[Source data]
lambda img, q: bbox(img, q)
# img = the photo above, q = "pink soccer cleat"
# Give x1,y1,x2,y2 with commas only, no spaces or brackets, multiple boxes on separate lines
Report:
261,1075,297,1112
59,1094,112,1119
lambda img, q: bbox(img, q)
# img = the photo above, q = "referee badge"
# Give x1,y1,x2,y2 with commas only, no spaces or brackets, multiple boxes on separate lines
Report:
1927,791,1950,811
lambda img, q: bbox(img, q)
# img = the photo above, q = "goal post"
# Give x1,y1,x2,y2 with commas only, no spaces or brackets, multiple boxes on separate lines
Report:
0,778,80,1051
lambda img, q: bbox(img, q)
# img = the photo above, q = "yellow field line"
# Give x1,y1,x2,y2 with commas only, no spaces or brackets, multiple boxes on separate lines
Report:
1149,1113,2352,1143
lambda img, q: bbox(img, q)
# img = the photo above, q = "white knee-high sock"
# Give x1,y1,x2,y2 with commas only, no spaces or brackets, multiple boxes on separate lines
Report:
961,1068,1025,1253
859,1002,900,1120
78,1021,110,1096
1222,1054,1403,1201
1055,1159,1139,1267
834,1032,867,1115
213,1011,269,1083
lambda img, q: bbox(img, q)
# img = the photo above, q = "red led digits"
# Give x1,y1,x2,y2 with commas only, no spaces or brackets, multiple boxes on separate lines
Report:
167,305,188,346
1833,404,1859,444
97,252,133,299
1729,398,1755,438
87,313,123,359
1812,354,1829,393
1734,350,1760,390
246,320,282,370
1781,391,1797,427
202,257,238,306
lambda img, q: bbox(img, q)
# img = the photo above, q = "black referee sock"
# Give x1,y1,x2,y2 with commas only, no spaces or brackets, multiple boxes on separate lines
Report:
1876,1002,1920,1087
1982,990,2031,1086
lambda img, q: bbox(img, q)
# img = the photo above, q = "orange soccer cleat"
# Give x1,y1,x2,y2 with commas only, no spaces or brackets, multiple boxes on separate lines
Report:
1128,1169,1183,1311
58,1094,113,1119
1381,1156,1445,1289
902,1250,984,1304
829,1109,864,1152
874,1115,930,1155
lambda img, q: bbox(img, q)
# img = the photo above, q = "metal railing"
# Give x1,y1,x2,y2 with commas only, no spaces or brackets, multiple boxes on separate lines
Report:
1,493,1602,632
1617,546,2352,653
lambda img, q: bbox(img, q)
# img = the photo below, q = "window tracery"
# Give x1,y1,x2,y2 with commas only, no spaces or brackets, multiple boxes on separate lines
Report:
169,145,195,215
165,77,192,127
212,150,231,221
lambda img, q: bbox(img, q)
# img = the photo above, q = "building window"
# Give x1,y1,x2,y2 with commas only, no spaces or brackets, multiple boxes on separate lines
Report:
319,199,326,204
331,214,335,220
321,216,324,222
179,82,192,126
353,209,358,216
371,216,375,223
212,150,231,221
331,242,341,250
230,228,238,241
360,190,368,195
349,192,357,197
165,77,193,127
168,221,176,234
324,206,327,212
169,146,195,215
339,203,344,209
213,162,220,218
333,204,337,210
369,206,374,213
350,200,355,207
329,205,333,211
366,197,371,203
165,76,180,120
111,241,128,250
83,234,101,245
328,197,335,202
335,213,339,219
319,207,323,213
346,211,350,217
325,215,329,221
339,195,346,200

◆ HOW TO COMPLETE THIS TASK: Give back each entry so that it matches the original word for word.

◆ ANSWER TO THE PROBLEM:
lambda img, q: bbox(img, q)
# img = the photo above, q = "pink soccer cleat"
# Give x1,y1,x2,y2 with commas only, no spaces or brackets, multiple boxes on separate lines
Report:
261,1075,297,1112
59,1094,112,1119
lambda img, q: bbox(img, q)
# img = the photo above, q = "referee badge"
# Give x1,y1,x2,y2 with commas only, no spaces or brackets, multiple boxes on separate lines
Report:
1927,791,1950,811
lambda img, q: bbox(img, q)
# img = the photo above, q = "goal post"
# Give x1,y1,x2,y2 with commas only, no spaces or brackets, multiple boxes on separate lines
Report:
0,778,80,1051
lambda img, q: bbox(img, q)
# img = the photo above, q = "yellow field line"
# Give x1,y1,x2,y2 with commas only, no spaces or brackets, multiple boxes on separate lines
Report:
1149,1113,2352,1143
lambda img, q: bbox(img, q)
# img = the photo above, q = "white knee-high sock"
# Give x1,y1,x2,y2 with commas only, no spaces or brackets, multiple boxes on separate lines
Report:
961,1068,1025,1253
859,1002,900,1120
78,1021,110,1096
1222,1054,1403,1201
1055,1159,1139,1267
834,1032,867,1115
213,1011,269,1083
lambda img, q: bbox(img, q)
# img = the photo above, q = "red led digits"
# Give x1,y1,x2,y2 with commas only, no spaces or brackets, multiple boxes on separate lines
Report:
167,305,188,346
1833,404,1859,444
97,252,133,299
1729,398,1755,438
87,313,123,359
1812,354,1829,393
1734,350,1760,390
246,320,282,370
1781,391,1797,427
202,257,238,306
lambda img, q: bbox(img, q)
# img = the photo above, q = "black referee sock"
# Give x1,y1,x2,y2 with commas only, no spaces or brackets, multiple boxes on separate lines
Report:
1876,1002,1920,1087
1982,990,2031,1086
lambda img, q: bbox(img, q)
# img = the photo above, q = "orange soccer cleat"
# Give x1,y1,x2,y2 with commas only, no spaces or brackets, multiple boxes on separate lines
Report:
1128,1169,1183,1311
58,1094,113,1119
1381,1156,1445,1289
902,1250,984,1304
829,1109,864,1152
874,1115,930,1155
lambda img, q: bbox(img, q)
# img = the photo above, q = "metal railing"
# Give x1,y1,x2,y2 with commas only, no spaces or brackets, multiple boxes on separate lines
Report:
1,493,1602,632
1617,546,2352,653
lambda img, q: bbox(img, q)
# img = the photo below, q = "window tracery"
# Give x1,y1,x2,y2 with commas only, no spaces or brackets, multiple boxes on separate lines
Report:
169,145,195,215
165,77,192,127
212,150,231,221
lambda img, q: bbox(img, q)
# img = the photo above, q = "building window"
# Give x1,y1,x2,y2 with commas only, no spaces or brackets, multiple boxes on separate lines
Report:
319,199,326,204
331,214,335,220
321,216,324,222
179,82,192,126
353,209,358,216
371,216,375,223
212,150,231,221
331,242,341,250
230,228,238,241
360,190,368,195
349,192,357,197
165,77,193,127
168,221,176,234
324,206,327,212
169,146,195,215
339,203,344,209
213,162,220,218
333,204,337,210
369,206,374,213
350,200,355,207
329,205,333,211
366,197,371,203
165,76,180,120
111,241,128,250
83,234,101,245
328,197,335,202
335,213,339,219
319,207,323,213
346,211,350,217
325,215,329,221
339,195,346,200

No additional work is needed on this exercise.